◆ Exercises to complete
A: Translate into French the following sentence from the passage on stochastic games: "For the asymptotic approach, our theorem generalizes the two aforementioned results."
B: Pick up the passage on stochastic games after its final sentence and continue it.

◆ Selected extract
======

In this paper, we also define a criterion on the convergence of \(\pi \) to 0 under which the general asymptotic value exists in stochastic games. For the asymptotic approach, our theorem generalizes the two aforementioned results. In addition, we provide an example which shows first that our result is tight, and second that the result of Renault and Venel (2012) cannot be extended to the Two-Player Case. We also show that for absorbing games with compact action sets and separately continuous transition and payoff functions, a sufficient condition under which \((v_{\pi })\) converges is that \(\sup _{m \ge 1} \pi _m\) goes to 0 (when the action sets are finite, a sketch of proof for this last result is written in Cardaliaguet et al. 2012). As for the uniform approach, we provide an example of absorbing game which shows that there is no natural way to relax the decreasing assumption on the weights.

The paper is organized as follows. Section 2 presents the model of stochastic games and some basic concepts. Section 3 deals with the asymptotic approach, and Sect. 4 presents the uniform approach.

======

◆ Supplied entries

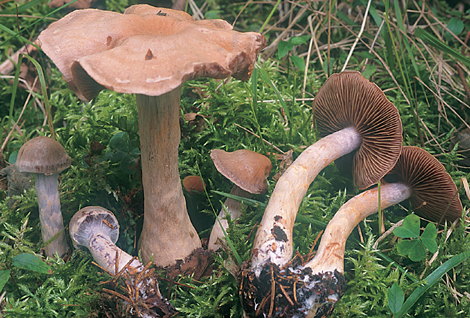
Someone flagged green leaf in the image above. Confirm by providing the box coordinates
[289,34,310,48]
[397,239,426,262]
[393,214,419,238]
[277,41,294,59]
[421,223,437,253]
[415,28,470,67]
[290,55,305,71]
[11,253,52,274]
[387,282,405,314]
[447,17,464,35]
[0,269,10,292]
[8,150,18,165]
[395,251,470,318]
[109,131,129,152]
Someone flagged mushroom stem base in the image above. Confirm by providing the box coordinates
[35,173,68,256]
[136,87,201,267]
[240,263,346,318]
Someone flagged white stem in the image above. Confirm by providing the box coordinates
[87,233,144,275]
[208,185,252,251]
[35,173,68,256]
[305,183,411,274]
[251,127,362,276]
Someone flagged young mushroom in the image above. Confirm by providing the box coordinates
[250,71,402,275]
[39,5,266,266]
[208,149,272,251]
[69,206,175,318]
[15,136,71,256]
[242,147,463,317]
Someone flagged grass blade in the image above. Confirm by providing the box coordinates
[415,28,470,67]
[395,251,470,318]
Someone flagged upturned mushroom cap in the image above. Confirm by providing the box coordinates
[313,71,402,189]
[39,5,266,100]
[386,146,463,222]
[69,206,119,251]
[16,136,71,175]
[210,149,272,194]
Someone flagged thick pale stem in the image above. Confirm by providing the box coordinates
[251,127,362,275]
[305,183,411,273]
[136,87,201,266]
[86,233,172,318]
[35,173,68,256]
[87,233,144,275]
[208,185,252,251]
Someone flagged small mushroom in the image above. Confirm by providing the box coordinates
[15,136,71,256]
[70,206,175,318]
[251,72,402,275]
[39,5,266,266]
[208,149,272,250]
[244,147,463,317]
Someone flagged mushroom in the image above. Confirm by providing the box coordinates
[183,176,206,194]
[39,5,266,266]
[243,146,463,317]
[15,136,71,256]
[208,149,272,251]
[70,206,175,317]
[251,71,402,275]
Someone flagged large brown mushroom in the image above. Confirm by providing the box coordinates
[251,71,402,274]
[242,147,463,317]
[208,149,272,250]
[39,5,266,266]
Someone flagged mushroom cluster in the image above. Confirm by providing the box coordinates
[38,5,266,267]
[240,72,463,317]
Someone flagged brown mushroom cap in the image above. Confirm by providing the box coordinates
[211,149,272,194]
[386,146,463,222]
[39,5,266,100]
[15,136,71,175]
[313,71,402,189]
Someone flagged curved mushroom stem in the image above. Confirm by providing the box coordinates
[305,182,411,273]
[86,233,144,275]
[86,233,175,318]
[35,173,68,256]
[251,127,362,276]
[208,185,253,251]
[241,183,411,318]
[136,87,201,267]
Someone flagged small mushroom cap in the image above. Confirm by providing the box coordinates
[38,5,266,100]
[211,149,272,194]
[313,71,402,189]
[385,146,463,222]
[183,176,206,193]
[69,206,119,249]
[15,136,72,175]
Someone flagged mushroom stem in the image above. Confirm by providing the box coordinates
[136,87,201,267]
[251,127,362,276]
[208,185,253,251]
[87,233,144,275]
[305,182,411,273]
[35,173,68,256]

======

◆ Task-by-task results
A: Pour l'approche asymptotique, notre théorème généralise les deux résultats mentionnés précédemment.

B:
3 Generalities

3.1 Model of stochastic game

A stochastic game \({\varGamma }\) is defined by:

  • A state space K,

  • An action set I (resp. J) for Player 1 (resp. 2),

  • A payoff function \(g:K \times I \times J \rightarrow [0,1]\),

  • A transition function \(q:K \times I \times J \rightarrow {\varDelta }(K)\).

Except in Sect. 3.2, we assume that KIJ are (nonempty) finite sets.

The initial state is \(k_1 \in K\), and the stochastic game \({\varGamma }^{k_1}\) which starts in \(k_1\) proceeds as follows. At each stage \(m \ge 1\), both players choose simultaneously and independently an action, \(i_m \in I\) (resp. \(j_m \in J\)) for Player 1 (resp. 2). The payoff at stage m is \(g_m:=g(k_m,i_m,j_m)\). The state \(k_{m+1}\) of stage \(m+1\) is drawn from the probability distribution \(q(k_m,i_m,j_m)\). Then \((k_{m+1},i_m,j_m)\) is publicly announced to both players.

The set of all possible histories before stage m is \(H_m:=(K \times I \times J)^{m-1} \times K\). A behavioral strategy for Player 1 (resp. 2) is a mapping \(\sigma :\cup _{m \ge 1} H_m \rightarrow {\varDelta }(I)\) (resp. \(\tau :\cup _{m \ge 1} H_m \rightarrow {\varDelta }(J)\)). The set of all behavioral strategies for Player 1 (resp. 2) is denoted by \({\varSigma }\) (resp. \({\mathcal {T}}\)).

A pure strategy for Player 1 (resp. 2) is a mapping \(\sigma :\cup _{m \ge 1} H_m \rightarrow I\) (resp. \(\tau :\cup _{m \ge 1} H_m \rightarrow J\)).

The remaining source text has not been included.